(Image point grounding data)
------------

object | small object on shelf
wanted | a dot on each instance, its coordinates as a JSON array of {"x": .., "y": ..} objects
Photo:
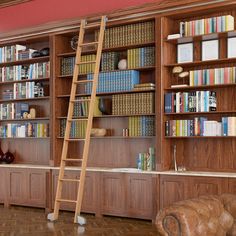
[
  {"x": 185, "y": 53},
  {"x": 231, "y": 47},
  {"x": 8, "y": 157},
  {"x": 98, "y": 132},
  {"x": 32, "y": 113},
  {"x": 177, "y": 70},
  {"x": 210, "y": 50},
  {"x": 122, "y": 65},
  {"x": 105, "y": 106},
  {"x": 173, "y": 36}
]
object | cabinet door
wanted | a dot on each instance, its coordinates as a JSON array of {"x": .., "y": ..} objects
[
  {"x": 3, "y": 190},
  {"x": 205, "y": 186},
  {"x": 112, "y": 194},
  {"x": 36, "y": 188},
  {"x": 16, "y": 179},
  {"x": 140, "y": 196},
  {"x": 70, "y": 190},
  {"x": 172, "y": 189}
]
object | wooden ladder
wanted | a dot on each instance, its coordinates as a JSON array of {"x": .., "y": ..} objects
[{"x": 64, "y": 160}]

------------

• **Problem description**: Copy the data precisely. Skip every picture.

• **Exercise answer**:
object | small object on shelf
wanted | a dot on each instance, its coordinates as a JSON array of {"x": .., "y": ..} objects
Photo:
[
  {"x": 185, "y": 53},
  {"x": 231, "y": 47},
  {"x": 8, "y": 157},
  {"x": 98, "y": 132},
  {"x": 32, "y": 113},
  {"x": 177, "y": 70},
  {"x": 210, "y": 50},
  {"x": 122, "y": 65},
  {"x": 105, "y": 106},
  {"x": 173, "y": 36}
]
object | cabinet door
wanted | a dot on each instance, its coordinates as a JSON array of {"x": .., "y": ..} objects
[
  {"x": 3, "y": 190},
  {"x": 205, "y": 186},
  {"x": 112, "y": 194},
  {"x": 36, "y": 188},
  {"x": 16, "y": 179},
  {"x": 140, "y": 196},
  {"x": 70, "y": 190},
  {"x": 172, "y": 189}
]
object | wooden ladder
wanted | a dot on each instance, its coordinates as a JSON array of {"x": .., "y": ..} objects
[{"x": 64, "y": 160}]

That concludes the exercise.